-- GIVEN RECORDS follows --
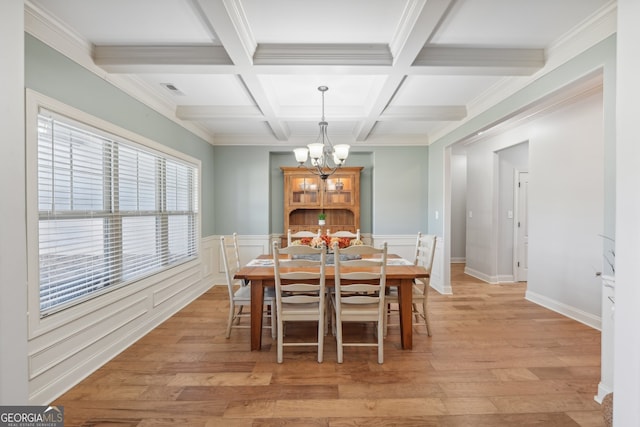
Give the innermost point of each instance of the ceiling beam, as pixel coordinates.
(420, 20)
(322, 54)
(466, 60)
(425, 113)
(232, 29)
(125, 59)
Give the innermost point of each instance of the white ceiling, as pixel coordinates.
(247, 71)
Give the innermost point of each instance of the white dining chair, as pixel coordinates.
(424, 254)
(300, 295)
(360, 293)
(239, 294)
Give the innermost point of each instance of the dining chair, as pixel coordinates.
(348, 234)
(239, 293)
(301, 293)
(359, 294)
(300, 235)
(423, 256)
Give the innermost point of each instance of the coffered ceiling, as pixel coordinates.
(247, 71)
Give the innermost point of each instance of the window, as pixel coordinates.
(110, 211)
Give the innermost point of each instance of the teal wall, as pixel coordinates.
(52, 74)
(242, 186)
(599, 57)
(393, 185)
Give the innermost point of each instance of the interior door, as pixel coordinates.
(521, 246)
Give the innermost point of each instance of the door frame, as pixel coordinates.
(516, 228)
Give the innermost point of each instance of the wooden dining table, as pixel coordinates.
(400, 273)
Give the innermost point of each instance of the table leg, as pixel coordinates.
(405, 294)
(257, 305)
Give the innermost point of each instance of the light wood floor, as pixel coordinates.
(494, 360)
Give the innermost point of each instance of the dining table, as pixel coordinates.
(259, 273)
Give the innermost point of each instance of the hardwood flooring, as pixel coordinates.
(494, 359)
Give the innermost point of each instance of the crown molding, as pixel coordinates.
(199, 112)
(585, 35)
(110, 57)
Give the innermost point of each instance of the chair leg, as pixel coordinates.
(339, 337)
(321, 331)
(237, 316)
(280, 339)
(426, 316)
(380, 342)
(232, 309)
(274, 324)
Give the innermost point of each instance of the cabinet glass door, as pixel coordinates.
(339, 190)
(305, 190)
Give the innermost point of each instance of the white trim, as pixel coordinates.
-- GIVEN RECORDS concluded --
== YOUR ASSIGNMENT ==
The answer consists solely of the lines from the one containing "Give the innermost point of each instance of the light" through the last line of the data above, reproduced exactly.

== TASK OUTPUT ==
Give the innermost point of each instance of the light wood floor, as pixel coordinates.
(494, 360)
Give the innermost point of each instance of the dining table, as pixel coordinates.
(259, 273)
Give the innermost point of each instance of the hardwood flooring, as pixel coordinates.
(494, 359)
Give the innermost point of each instance of the crown molding, as pixel coordinates.
(199, 112)
(585, 35)
(110, 57)
Give the innermost point of each instance of the chair leg, as pixel coordinates.
(339, 337)
(321, 331)
(237, 316)
(280, 339)
(426, 316)
(380, 342)
(232, 309)
(274, 324)
Give the innermost point of each instance of the cabinet glass door, as pixel coordinates.
(339, 190)
(305, 190)
Give the innermost point of each instance of the white trim, as pixel coordinates.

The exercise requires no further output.